* [Что требуется]
Продолжите приведённый ниже отрывок о Шаламове и Третьякове, начав сразу после его последнего предложения.

* [Исходный отрывок]
- - - - -
Страница 21 из 23
– Вот, – сказал Сергей Михайлович, – напишите для «Нового Лефа» заметку «Язык радиорепортера». Я слышал, что надо избегать шипящих и так далее. Напишете?
– Я, Сергей Михайлович, хотел бы написать по общим вопросам, – робко забормотал я.
Узкое лицо Третьякова передернулось, и голос его зазвенел:
– По общим вопросам мы сами пишем. (4: 306)
Реакцию Третьякова на зеркала Шаламов запомнил как знаковую, увязал с неприятием поэзии – и общей настроенностью на догму (в автобиографическом наброске «Несколько моих жизней» он называл Третьякова «человеком решенных вопросов»). Большая часть вариантов воспоминаний об этом инциденте заканчивалась словами «Больше я на Малой Бронной не бывал» (4: 305–306).
- - - - -
[Строки набора данных для указания объектов]
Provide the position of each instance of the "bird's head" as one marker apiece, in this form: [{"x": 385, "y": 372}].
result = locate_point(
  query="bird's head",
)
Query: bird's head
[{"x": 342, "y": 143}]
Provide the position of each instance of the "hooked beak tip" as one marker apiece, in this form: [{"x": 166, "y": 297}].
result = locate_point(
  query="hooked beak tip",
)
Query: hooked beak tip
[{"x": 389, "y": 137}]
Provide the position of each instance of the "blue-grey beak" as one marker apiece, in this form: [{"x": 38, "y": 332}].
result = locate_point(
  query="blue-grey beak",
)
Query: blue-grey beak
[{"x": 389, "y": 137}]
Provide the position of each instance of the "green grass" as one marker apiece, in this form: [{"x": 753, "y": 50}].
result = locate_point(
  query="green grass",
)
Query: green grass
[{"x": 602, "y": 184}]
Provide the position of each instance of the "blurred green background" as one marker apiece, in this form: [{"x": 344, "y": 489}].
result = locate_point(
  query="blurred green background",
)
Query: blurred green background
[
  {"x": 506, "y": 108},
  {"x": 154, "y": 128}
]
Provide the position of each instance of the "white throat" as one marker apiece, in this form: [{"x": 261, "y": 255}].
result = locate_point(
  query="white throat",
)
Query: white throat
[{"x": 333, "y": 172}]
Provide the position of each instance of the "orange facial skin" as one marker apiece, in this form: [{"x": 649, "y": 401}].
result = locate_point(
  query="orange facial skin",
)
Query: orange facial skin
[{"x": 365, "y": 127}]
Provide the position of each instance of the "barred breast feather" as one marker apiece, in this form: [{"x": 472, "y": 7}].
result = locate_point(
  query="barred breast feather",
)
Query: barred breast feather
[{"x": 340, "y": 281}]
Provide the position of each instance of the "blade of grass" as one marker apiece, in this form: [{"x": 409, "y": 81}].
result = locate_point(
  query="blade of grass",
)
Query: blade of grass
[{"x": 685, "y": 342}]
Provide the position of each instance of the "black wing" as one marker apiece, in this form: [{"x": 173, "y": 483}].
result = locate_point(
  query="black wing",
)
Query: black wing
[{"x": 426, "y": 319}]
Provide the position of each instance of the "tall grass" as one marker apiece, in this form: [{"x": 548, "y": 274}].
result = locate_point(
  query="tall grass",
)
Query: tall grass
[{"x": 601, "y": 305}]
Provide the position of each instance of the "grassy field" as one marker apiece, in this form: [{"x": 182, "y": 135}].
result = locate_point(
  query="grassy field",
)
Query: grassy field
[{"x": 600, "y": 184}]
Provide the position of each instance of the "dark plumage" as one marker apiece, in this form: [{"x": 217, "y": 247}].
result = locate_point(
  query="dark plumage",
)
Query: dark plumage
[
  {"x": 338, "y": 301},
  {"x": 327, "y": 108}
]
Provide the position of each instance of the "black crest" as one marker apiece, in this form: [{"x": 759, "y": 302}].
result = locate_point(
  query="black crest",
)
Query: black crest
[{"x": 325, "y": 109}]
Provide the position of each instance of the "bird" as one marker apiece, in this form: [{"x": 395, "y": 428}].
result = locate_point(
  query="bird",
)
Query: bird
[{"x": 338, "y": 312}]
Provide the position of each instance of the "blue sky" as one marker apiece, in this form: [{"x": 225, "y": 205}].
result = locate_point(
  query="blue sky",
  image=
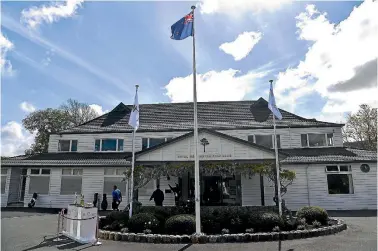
- - - - -
* [Ответ на задание]
Нам представляется, что реакция Третьякова и вправду была знаковой, но Третьяков в данном случае спорил не столько с начинающим автором, сколько с очень беспокоившей его тенденцией.
В конце 1920-х зеркала ассоциировались не только с рефлексией, но и со все четче проявляющимся платоновским «реализмом» новой советской культуры. Связь между изображением и предметом изображения из сферы ведения теории и критики понемногу перемещалась в сферу ведения бытовой магии – и, естественно, органов охраны правопорядка. Изображение «нетипичного», т. е. нехарактерного для социализма-как-он-должен-быть, опознавалось уже как «небезвинное» действие. В рамках новой культуры даже идеологически освоенный материал оказывался – просто в силу конкретности и единичности – чем-то не вполне настоящим, не принадлежащим социалистической действительности и, соответственно, выморочным, враждебным[62].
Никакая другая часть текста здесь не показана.